* [KUTIPAN PILIHAN]
______________________________

Gadis ini sebelumnya dinyatakan lulus jurusan Agroteknologi Fakultas Pertanian Universitas Riau dan harus membayar UKT golongan 4 yakni Rp3,5 juta per semester. Padahal Siti berasal dari keluarga tidak mampu. Kesempatan untuk dapat mengenyam Pendidikan tinggi yang diperolehnya pun pupus sirna. Padahal dia adalah seorang pelajar yang berprestasi.
Kenaikan UKT tidak hanya terjadi di kampus Unri saja, kampus-kampus negeri lainnya pun juga melakukan hal yang sama, yang juga mendapat protes dari calon mahasiswa baru yang telah lolos seleksi masuk kampus-kampus tersebut. Berita ini sudah menjadi topik trending, hingga akhirnya Kementerian Pendidikan dan Budaya (Kemendikbud) bersuara atas persoalan ini.
Namun rupanya, suara dari Kementerian justru lebih menghebohkan lagi. Sekretaris Ditjen Pendidikan Tinggi Kemendikbudristek Tjitjik Srie Tjahjandarie menyebutkan bahwa pendidikan tinggi adalah kebutuhan tersier, bukan wajib belajar. Seolah, memang wajar UKT mahal dan memang wajar hanya orang berduit yang dapat mengenyam Pendidikan tinggi.
Benar, Pendidikan itu mahal sebab membutuhkan dana besar. Mulai dari membangun fasilitas belajar, lingkungan belajar yang nyaman, sumber-sumber belajar, menggaji tenaga didik serta pegawai pendukung, mengapresiasi segala bentuk hasil keilmuan, dan lain sebagainya jelas membutuhkan anggaran yang besar.
Namun pertanyaannya, kepada siapakah sebenarnya beban anggaran Pendidikan itu dijatuhkan? Apakah rakyat yang harus menangggungnya?

______________________________

* [BAHAN LATIHAN]
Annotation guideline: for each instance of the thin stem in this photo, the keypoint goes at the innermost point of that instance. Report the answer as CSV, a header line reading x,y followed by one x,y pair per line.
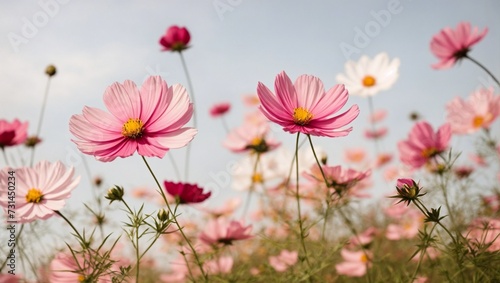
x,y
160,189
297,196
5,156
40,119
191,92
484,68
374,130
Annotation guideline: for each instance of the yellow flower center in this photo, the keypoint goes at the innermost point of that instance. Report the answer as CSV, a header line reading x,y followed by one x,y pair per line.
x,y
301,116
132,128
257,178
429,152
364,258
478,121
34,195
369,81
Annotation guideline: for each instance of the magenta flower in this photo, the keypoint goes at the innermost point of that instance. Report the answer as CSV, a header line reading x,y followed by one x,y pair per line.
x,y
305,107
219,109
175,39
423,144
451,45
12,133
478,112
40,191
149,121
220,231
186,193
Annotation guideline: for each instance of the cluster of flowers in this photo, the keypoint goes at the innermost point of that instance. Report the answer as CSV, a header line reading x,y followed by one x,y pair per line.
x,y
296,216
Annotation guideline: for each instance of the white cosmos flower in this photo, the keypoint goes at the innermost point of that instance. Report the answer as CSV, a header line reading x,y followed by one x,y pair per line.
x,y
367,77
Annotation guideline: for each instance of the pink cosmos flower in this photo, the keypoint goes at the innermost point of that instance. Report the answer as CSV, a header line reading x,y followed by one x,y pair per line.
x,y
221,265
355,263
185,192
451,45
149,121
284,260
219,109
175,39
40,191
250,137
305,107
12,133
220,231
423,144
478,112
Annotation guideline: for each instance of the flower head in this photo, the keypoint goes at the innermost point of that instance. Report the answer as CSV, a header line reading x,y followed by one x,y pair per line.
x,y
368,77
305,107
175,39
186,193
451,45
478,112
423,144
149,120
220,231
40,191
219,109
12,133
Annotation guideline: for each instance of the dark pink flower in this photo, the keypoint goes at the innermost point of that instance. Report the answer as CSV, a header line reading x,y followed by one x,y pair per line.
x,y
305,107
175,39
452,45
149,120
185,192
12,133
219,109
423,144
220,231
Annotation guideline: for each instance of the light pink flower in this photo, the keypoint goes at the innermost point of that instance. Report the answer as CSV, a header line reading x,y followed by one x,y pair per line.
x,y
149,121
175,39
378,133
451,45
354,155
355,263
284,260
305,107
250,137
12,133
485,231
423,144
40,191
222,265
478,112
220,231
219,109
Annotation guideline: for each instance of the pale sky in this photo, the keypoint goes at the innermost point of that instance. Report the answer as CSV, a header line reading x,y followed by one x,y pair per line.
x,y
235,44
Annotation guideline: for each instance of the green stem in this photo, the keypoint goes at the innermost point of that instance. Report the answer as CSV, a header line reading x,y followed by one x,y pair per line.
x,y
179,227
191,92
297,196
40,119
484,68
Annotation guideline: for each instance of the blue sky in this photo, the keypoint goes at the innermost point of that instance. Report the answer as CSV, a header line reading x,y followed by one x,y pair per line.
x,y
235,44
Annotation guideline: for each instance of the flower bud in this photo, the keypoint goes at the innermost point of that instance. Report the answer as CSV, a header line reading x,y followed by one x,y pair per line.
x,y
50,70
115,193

______________________________

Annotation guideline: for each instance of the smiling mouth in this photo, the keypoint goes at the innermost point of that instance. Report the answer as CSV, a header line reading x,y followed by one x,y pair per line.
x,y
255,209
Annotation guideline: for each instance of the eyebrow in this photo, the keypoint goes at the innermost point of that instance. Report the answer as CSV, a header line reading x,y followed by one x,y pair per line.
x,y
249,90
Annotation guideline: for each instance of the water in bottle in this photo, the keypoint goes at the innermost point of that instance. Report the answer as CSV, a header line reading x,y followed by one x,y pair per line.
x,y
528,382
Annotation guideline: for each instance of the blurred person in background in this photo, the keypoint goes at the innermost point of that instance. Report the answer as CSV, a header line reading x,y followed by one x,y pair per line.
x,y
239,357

______________________________

* [LATIHAN TERTULIS 1]
Ambil semua baris dari daftar di atas yang mengandung kata "cosmos".
* [LATIHAN TERTULIS 2]
Teruskan tulisan tentang kenaikan UKT di atas, mulai dari sesudah kalimat terakhirnya.

* [JAWABAN TERTULIS 1]
Annotation guideline: for each instance of the white cosmos flower in this photo, the keypoint goes at the innermost point of that instance. Report the answer as CSV, a header line reading x,y followed by one x,y pair per line.
Annotation guideline: for each instance of the pink cosmos flower in this photo, the keypoint goes at the innermost point of that instance. Report the answer as CSV, a header line reading x,y followed by one x,y pair per line.

* [JAWABAN TERTULIS 2]
Pada faktanya, beban biaya Pendidikan termasuk UKT yang semakin mahal ini dijatuhkan kepada rakyat yang menginginkannya, yang membutuhkannya. Rakyat harus membanting tulang untuk menggerakkan sendi-sendi Pendidikan di negeri ini. Negara sedikit sekali terlihat perannya untuk menanggung beban anggaran Pendidikan negeri. Padahal, untuk siapa anak-anak bangsa berpendidikan? Tidak lain tidak bukan adalah untuk masa depan negara ini sendiri.
Apakah negeri ini terlalu miskin untuk membiayai anak-anak bangsa berpendidikan tinggi? Ataukah pemerintah yang tak mampu mengelola harta negara? Pertanyaan ini perlu direnungkan, dan tak butuh waktu lama untuk mengetahui jawabannya. Negeri ini tidak miskin. Sumber daya alam melimpah ruah, sumber daya manusia juga tidak kurang. Kemana semua kekayaan tersebut? Tentu masalahnya adalah sistem pemerintahan negeri ini yang tak sanggup mengelola semua kekayaan itu secara benar dan tepat agar cukup untuk mensejahterakan rakyat hingga menjamin hak pendidikannya.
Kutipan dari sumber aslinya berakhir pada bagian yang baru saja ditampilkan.